▶ REQUIRED WORK:
[A] Answer these questions using the text on municipal securities and the Choice Advisors case:
(i) In what year did Congress amend the Securities Exchange Act of 1934 to create the Municipal Securities Rulemaking Board?
(ii) In what year was the SEC's Public Finance Abuse Unit created?
(iii) Which bank did BB&T merge with in 2019, and what was the resulting bank called?
[B] Continue the text on municipal securities and the Choice Advisors case, starting right after its final sentence.

▶ TEXT TO READ:

──────────────────────────────

As explained at length in my Sept. 22, 2020 Blog “SEC Focus on Municipal Securities,” the regulation of disclosure in the area of municipal securities is (to use my word) “peculiar.” Congress, in an attempt to better deal with some of those “peculiarities,” in 1975 amended the Securities Exchange Act of 1934 to create a new body, the Municipal Securities Rulemaking Board (“MSRB”), to strengthen the regulation of the structure of the municipal securities market and of the participants in that market. The MSRB is subject to SEC oversight. Then in 2010, in the Dodd-Frank Wall Street Reform and Consumer Protection Act, Congress expanded the scope of the MSRB to require registration of municipal securities advisors. As the Court said in Choice Advisors:
The municipal advisor’s role in …complex financial transactions [like the ones described in Choice Advisors] is to act as the school’s “skilled representative in the bond offering transaction” and help it negotiate favorable financial terms in the school’s best interest.
I wrote about the role of municipal securities advisors in my Sept. 29, 2020 Blog “What if the Advice is Suspect?” In Choice Advisors, the Court was presented with a classic case of abuses of that role. In that case, the investigation of these abuses was conducted by a special part of the SEC’s Division of Enforcement, the Public Finance Abuse Unit. As I explained in my June 27, 2022 Blog “Serving the Public,” the Public Finance Abuse Unit was created in 2010 to provide a more systematic and unified approach to dealing with the increasing incidence of significant neglect of professional obligations and downright fraud in the municipal securities market.
The “bank underwriter” involved in Choice Advisors was BB&T, originally named Branch Bank & Trust, founded in 1872 by Alpheus Branch. Over the years, it grew from its North Carolina roots to become, by 2018, a major regional bank with operations all across the country. Two key employees in BB&T’s investment banking subsidiary were Matthias O’Meara of Denver, Colorado, and Paula Permenter of Houston, Texas. In 2019, BB&T merged with SunTrust Bank of Florida to form Truist, the 9th largest American bank, with assets of $514 billion. According to the Choice Advisors Court, “O’Meara worked as an underwriter at investment bank BB&T” … “[b]efore becoming a municipal advisor for schools and school districts.” Because O’Meara was fundamentally a salesman for the underwriting services of BB&T, he “became acquainted with various schools” including future Choice Advisors clients Bella Mente of Vista, California, and Liberty Tree of Colorado Springs, Colorado. Sometime in January or February 2018, “O’Meara and another BB&T employee, Paula Permenter, decided to leave their jobs at BB&T to start” Choice Advisors. On May 1, 2018, O’Meara resigned from BB&T, giving two weeks’ notice. Permenter followed suit.

──────────────────────────────

▶ DATA EXCERPT:
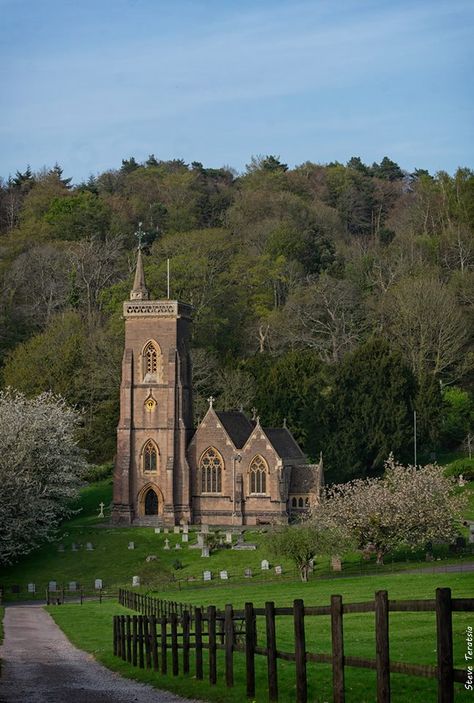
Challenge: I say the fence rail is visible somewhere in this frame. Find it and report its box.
[113,588,474,703]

──────────────────────────────

▶ EXERCISE RESULTS:
[A]
(i) 1975
(ii) 2010
(iii) SunTrust Bank of Florida; the merged bank was called Truist.

[B]
During the two-week notice period, O’Meara negotiated a deal with BB&T concerning Bella Mente and Liberty Tree, as well as three other California schools identified by O’Meara (so long as the schools selected BB&T as their respective underwriter). The deal was to split the 2% underwriter fee with BB&T: BB&T to get ¾ of the fee, and O’Meara’s firm to be formed, Choice Advisors, LLC, to get ¼ of the fee. For example, the $20 fee on a $1 million bond would be divided $15 to BB&T, and $5 to Choice. Choice Advisors, LLC, registered with the SEC as an investment advisor on Aug. 27, 2018,and registered with the MSRB as a municipal securities advisor on Oct. 16, 2018. On May 8, 2018, O’Meara sent Bella Mente an engagement letter to serve as its municipal securities advisor. However, the letter failed to disclose to the school that i) he was still employed by BB&T; and ii) the fee splitting agreement, including the fact that it might pose a conflict of interest for Choice. Similarly, on May 14, 2018, O’Meara’s second to last day with BB&T, he sent a parallel engagement letter to Liberty Tree. Both letters stated that:
[There existed] no known actual or potential material conflicts that might impair [Choice’s] ability to render unbiased or competent advice or fulfill its fiduciary duty… And there are “no Other Engagements or Relationships Impairing [Choice’s] Ability to Provide Advice.
In addition, the Defendants completed the two bond offerings “on the schools’ behalf” and received payment for their services before they were registered. Choice was paid $157,000 by Bella Mente (on July 11, 2018) and $53, 437.50 by Liberty Tree (on Sept. 21, 2018). Given these facts, the SEC sued Choice on the following grounds:
- Performing municipal advisory service without being registered;
- Agreeing to split fees with BB&T;
- “Deceptively operating in a dual capacity” as both a BB&T underwriter and a municipal securities advisor; and
- Failing to disclose material conflicts of interest.
It should be emphasized that the two principals of Choice were experienced participants in financial transactions, including the municipal securities market. O’Meara earned a B.A. in finance from the University of Notre Dame and holds a Series 50 municipal advisor license. Permenter, with her B.A.A. from the University of Houston and M.B.A. from the University of St. Thomas, worked for over 20 years in finance, holding a Series 7,66, 79 and 53 before starting Choice, where she, like O’Meara, holds a Series 50 license. Yet they acted as though either asleep or engaged in fraudulent concealment. It is no wonder that the SEC charged them and Choice with breaching their fiduciary duties to the schools and entering illegal arrangements without even being appropriately registered. Most particularly, the SEC charged the Defendants with violating MSRB Rule G-42, and to the extent they dealt unfairly with their clients and engaged in deceptive practices, violating Rule G-17.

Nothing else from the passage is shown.